* **Enunciado da tarefa**
Apresente como CSV de duas colunas, entrada e saida, as linhas entre a que contém "Where can you see the shrub in" e a que contém "(1107, 661)", inclusive, com um registro para cada texto e sua resposta. Coloque cada valor entre aspas num único campo, trocando as quebras de linha por espaços.

* **Dados de origem**

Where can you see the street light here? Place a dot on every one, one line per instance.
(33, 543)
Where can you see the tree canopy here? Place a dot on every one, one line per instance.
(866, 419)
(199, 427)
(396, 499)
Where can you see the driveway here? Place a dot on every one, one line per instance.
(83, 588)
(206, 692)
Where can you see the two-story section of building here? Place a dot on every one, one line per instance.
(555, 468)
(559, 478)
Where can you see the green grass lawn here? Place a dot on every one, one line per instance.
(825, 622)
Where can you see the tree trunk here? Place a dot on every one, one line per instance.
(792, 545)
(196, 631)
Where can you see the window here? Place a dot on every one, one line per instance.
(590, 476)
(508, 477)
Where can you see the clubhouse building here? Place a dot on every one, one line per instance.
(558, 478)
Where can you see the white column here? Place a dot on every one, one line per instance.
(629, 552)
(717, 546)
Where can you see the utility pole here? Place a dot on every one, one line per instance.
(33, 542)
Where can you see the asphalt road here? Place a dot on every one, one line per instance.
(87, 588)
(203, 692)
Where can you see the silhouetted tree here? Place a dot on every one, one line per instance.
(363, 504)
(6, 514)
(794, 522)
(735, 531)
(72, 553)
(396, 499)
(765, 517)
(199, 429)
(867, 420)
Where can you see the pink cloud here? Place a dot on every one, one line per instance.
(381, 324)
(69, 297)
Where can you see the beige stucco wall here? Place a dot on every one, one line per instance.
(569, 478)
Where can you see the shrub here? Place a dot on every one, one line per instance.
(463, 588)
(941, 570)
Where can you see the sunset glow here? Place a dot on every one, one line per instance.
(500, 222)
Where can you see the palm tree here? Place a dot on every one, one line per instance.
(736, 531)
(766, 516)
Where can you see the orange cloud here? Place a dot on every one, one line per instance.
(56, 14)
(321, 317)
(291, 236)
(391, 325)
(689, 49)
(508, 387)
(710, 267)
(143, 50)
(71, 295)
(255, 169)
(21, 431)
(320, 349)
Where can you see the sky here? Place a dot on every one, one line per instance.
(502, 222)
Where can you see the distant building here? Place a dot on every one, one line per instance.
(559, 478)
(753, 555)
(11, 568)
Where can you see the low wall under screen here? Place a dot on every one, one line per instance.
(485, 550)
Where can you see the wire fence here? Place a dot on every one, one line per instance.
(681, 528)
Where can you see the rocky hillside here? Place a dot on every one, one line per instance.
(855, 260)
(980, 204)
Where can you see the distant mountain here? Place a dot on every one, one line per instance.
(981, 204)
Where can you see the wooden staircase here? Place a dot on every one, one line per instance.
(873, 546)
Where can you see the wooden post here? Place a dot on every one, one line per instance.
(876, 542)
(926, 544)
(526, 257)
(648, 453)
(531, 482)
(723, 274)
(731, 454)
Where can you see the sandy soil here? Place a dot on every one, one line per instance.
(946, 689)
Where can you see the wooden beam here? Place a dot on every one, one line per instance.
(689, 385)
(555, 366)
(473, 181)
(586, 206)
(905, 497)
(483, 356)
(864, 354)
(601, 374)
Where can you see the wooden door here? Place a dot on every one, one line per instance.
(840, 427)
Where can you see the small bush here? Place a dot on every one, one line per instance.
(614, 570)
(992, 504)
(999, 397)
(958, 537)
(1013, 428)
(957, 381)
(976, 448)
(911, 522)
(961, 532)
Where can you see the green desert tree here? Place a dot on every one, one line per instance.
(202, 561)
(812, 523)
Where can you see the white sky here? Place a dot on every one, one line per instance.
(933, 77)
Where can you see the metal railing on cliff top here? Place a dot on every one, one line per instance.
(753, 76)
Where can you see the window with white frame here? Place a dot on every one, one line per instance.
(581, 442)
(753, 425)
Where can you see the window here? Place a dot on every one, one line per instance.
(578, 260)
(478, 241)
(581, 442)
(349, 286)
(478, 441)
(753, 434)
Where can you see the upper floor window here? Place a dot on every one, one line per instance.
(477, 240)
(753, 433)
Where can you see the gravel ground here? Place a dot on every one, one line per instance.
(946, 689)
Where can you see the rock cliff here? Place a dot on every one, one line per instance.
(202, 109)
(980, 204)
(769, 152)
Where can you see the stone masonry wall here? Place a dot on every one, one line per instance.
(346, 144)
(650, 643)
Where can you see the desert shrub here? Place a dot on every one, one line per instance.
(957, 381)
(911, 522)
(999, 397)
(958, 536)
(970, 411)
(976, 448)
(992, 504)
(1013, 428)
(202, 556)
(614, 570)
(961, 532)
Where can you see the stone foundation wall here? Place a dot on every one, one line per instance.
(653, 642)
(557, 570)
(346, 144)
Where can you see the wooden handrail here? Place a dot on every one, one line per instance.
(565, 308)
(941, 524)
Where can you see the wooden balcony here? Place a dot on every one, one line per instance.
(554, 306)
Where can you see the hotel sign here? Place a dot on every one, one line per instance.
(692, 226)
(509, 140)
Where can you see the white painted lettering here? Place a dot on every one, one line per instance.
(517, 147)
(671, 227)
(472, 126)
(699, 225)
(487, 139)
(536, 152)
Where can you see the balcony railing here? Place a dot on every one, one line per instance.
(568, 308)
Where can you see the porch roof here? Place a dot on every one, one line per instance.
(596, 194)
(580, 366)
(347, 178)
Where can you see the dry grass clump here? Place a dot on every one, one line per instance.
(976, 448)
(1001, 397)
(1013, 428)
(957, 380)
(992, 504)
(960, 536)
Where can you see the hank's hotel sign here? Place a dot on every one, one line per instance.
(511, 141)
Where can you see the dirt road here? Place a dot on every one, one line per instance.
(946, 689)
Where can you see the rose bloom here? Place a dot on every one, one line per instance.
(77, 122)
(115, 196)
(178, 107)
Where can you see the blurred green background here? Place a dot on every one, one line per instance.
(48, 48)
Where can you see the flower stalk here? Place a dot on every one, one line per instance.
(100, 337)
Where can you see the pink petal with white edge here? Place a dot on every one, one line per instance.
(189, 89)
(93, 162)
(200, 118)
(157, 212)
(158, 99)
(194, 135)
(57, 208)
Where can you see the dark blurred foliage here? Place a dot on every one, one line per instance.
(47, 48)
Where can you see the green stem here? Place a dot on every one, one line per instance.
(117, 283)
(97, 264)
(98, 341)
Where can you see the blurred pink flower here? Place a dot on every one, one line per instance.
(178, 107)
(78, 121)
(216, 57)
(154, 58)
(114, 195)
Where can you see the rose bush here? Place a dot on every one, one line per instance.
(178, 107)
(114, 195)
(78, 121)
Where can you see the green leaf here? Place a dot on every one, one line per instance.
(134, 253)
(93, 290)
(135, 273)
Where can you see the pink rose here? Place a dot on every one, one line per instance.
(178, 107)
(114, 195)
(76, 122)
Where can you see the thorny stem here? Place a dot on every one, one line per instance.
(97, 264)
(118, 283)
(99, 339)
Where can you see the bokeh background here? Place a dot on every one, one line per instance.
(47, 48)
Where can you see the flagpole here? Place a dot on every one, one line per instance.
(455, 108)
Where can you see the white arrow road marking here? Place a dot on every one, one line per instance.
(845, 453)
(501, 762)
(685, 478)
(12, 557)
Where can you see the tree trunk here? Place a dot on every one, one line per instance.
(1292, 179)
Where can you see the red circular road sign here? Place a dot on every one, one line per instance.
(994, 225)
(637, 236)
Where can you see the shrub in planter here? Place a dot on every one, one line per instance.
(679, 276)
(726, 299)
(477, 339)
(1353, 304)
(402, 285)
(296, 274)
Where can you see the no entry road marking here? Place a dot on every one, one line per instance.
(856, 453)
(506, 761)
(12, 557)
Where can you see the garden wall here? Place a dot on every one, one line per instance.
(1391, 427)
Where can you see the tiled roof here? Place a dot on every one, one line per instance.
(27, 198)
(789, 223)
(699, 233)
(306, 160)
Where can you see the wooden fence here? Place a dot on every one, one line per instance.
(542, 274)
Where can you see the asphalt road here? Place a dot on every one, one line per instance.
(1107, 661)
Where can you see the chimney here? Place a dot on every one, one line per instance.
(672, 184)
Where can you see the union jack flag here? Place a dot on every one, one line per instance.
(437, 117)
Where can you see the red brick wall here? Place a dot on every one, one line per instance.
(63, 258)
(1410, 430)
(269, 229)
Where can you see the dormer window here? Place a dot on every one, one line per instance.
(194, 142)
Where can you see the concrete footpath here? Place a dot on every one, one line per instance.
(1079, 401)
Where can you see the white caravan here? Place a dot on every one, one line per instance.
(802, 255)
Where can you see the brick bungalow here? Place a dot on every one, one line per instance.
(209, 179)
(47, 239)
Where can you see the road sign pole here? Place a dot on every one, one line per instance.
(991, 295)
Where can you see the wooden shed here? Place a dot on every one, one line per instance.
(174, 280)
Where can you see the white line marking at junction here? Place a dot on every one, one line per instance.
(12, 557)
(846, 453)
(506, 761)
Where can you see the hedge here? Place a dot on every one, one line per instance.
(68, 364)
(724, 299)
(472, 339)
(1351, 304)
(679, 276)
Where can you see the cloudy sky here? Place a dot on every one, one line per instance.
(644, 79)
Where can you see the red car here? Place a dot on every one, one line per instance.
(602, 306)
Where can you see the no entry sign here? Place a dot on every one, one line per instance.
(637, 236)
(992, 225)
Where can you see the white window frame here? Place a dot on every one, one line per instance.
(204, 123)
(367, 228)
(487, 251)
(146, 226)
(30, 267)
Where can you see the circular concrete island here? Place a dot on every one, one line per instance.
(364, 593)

* **Resultado do exercício**
entrada,saida
"Where can you see the shrub in planter here? Place a dot on every one, one line per instance.","(679, 276) (726, 299) (477, 339) (1353, 304) (402, 285) (296, 274)"
"Where can you see the no entry road marking here? Place a dot on every one, one line per instance.","(856, 453) (506, 761) (12, 557)"
"Where can you see the garden wall here? Place a dot on every one, one line per instance.","(1391, 427)"
"Where can you see the tiled roof here? Place a dot on every one, one line per instance.","(27, 198) (789, 223) (699, 233) (306, 160)"
"Where can you see the wooden fence here? Place a dot on every one, one line per instance.","(542, 274)"
"Where can you see the asphalt road here? Place a dot on every one, one line per instance.","(1107, 661)"